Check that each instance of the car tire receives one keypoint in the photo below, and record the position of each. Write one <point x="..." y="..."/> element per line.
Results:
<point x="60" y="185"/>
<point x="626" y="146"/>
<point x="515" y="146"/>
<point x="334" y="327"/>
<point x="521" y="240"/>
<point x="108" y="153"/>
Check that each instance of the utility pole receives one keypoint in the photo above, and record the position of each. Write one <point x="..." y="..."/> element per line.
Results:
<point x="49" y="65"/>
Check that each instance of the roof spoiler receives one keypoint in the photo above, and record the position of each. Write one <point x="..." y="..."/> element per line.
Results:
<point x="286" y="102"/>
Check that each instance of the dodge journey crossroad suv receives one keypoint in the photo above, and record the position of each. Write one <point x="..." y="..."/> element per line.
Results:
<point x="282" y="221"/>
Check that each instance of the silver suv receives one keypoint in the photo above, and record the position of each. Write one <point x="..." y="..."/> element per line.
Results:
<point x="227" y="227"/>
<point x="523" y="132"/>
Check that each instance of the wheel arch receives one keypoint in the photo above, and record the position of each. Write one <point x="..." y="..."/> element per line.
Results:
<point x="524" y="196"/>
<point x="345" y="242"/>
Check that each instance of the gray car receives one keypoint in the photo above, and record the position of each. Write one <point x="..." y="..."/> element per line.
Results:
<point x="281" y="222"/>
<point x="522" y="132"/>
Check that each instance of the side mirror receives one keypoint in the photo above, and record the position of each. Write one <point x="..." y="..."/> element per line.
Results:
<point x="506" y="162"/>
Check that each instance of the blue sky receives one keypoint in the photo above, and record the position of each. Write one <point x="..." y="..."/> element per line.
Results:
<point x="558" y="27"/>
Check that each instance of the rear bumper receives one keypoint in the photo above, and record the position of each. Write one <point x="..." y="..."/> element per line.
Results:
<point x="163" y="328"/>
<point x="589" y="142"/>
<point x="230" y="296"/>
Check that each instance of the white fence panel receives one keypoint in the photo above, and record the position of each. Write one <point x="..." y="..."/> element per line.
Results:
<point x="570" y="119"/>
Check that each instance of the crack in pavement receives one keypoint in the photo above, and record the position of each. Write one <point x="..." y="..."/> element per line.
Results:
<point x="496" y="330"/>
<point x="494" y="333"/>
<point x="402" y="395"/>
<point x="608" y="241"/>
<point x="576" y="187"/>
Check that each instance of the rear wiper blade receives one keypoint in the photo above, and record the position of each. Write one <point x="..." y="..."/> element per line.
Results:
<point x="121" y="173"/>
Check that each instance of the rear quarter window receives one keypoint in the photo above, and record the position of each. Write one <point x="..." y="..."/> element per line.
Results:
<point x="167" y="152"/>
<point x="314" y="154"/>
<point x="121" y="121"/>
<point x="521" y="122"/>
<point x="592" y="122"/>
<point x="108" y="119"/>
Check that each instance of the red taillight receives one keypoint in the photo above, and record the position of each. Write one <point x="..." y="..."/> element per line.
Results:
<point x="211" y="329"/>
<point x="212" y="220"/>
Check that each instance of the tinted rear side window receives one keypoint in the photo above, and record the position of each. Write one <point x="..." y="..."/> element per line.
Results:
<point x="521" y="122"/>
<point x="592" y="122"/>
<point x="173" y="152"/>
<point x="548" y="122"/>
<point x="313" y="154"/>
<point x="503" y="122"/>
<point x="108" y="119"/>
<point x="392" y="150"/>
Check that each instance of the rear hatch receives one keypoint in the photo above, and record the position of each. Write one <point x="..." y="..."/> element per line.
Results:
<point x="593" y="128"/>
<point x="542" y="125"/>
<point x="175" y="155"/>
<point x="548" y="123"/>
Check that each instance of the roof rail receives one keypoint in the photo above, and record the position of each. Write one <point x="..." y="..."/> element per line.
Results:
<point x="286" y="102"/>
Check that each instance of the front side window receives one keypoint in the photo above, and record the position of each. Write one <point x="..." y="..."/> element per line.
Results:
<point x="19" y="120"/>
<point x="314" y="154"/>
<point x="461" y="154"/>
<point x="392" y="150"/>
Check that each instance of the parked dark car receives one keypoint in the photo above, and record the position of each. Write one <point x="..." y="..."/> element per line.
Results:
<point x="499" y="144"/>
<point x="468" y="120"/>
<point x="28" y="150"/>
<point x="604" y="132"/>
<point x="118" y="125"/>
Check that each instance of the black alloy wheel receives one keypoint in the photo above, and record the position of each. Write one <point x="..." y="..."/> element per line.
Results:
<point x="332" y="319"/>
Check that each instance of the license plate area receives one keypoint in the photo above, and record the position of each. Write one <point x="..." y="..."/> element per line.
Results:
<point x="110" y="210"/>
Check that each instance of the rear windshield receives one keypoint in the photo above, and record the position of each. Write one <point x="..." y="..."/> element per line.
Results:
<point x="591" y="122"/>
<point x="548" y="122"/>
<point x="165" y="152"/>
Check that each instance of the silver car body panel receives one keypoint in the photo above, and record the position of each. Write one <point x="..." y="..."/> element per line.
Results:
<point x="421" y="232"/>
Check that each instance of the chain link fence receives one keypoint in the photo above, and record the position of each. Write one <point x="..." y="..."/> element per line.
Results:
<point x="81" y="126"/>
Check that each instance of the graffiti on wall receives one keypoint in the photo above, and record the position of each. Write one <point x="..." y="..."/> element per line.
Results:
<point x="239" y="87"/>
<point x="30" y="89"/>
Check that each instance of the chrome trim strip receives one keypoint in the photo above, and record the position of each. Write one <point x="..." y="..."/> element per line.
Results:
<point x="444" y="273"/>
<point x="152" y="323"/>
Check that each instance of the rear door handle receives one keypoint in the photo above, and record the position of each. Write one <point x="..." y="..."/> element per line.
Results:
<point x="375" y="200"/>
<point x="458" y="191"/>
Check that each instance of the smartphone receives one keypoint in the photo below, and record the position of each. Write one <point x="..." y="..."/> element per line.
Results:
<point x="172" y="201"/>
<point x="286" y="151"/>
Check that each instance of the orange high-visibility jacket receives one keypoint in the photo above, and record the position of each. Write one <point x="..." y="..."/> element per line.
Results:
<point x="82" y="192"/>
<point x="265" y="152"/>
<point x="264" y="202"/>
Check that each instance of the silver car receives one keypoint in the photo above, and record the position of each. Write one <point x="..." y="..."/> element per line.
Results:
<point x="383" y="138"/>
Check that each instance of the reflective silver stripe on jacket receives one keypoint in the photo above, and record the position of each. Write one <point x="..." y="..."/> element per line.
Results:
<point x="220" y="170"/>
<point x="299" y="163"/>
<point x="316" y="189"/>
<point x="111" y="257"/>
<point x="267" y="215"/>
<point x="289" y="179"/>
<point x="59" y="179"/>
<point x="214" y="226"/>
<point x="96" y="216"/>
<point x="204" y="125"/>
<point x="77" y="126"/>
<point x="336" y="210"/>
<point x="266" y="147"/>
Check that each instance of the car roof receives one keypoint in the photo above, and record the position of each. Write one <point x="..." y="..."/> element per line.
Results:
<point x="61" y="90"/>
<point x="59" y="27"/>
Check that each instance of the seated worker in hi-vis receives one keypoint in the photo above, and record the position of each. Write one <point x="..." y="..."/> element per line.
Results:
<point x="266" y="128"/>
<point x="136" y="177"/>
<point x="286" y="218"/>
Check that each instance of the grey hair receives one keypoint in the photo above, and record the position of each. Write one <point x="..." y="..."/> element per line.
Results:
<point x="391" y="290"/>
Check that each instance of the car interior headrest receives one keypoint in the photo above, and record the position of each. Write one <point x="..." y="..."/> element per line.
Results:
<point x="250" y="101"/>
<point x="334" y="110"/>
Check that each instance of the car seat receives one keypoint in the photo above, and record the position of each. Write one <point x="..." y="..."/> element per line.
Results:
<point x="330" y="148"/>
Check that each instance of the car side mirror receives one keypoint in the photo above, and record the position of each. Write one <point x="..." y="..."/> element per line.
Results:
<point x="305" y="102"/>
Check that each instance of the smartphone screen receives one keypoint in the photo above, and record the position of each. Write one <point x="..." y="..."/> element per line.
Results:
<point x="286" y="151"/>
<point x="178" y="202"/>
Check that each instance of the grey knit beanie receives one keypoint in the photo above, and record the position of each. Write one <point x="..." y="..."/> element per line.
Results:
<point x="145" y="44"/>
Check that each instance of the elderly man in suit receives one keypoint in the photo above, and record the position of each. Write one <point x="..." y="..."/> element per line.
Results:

——————

■ WHAT TO PRODUCE:
All lines from the one with "Check that each instance of the car side" through the final line above are to be quoted exactly; quote no other line.

■ RESULT OF THE TASK:
Check that each instance of the car side mirror receives one keypoint in the photo above, and record the position of each. Write one <point x="..." y="..."/> element per line.
Results:
<point x="305" y="102"/>
Check that each instance of the smartphone screen receives one keypoint in the photo above, and record the position of each. Write one <point x="..." y="..."/> element per line.
Results:
<point x="286" y="151"/>
<point x="178" y="202"/>
Check that each instance of the grey knit beanie receives one keypoint in the photo above, and record the position of each. Write one <point x="..." y="..."/> element per line.
Results:
<point x="145" y="44"/>
Check that each instance of the elderly man in suit receives one keypoint in the photo above, and record the position of each. Write one <point x="..." y="..."/> element per line.
Results:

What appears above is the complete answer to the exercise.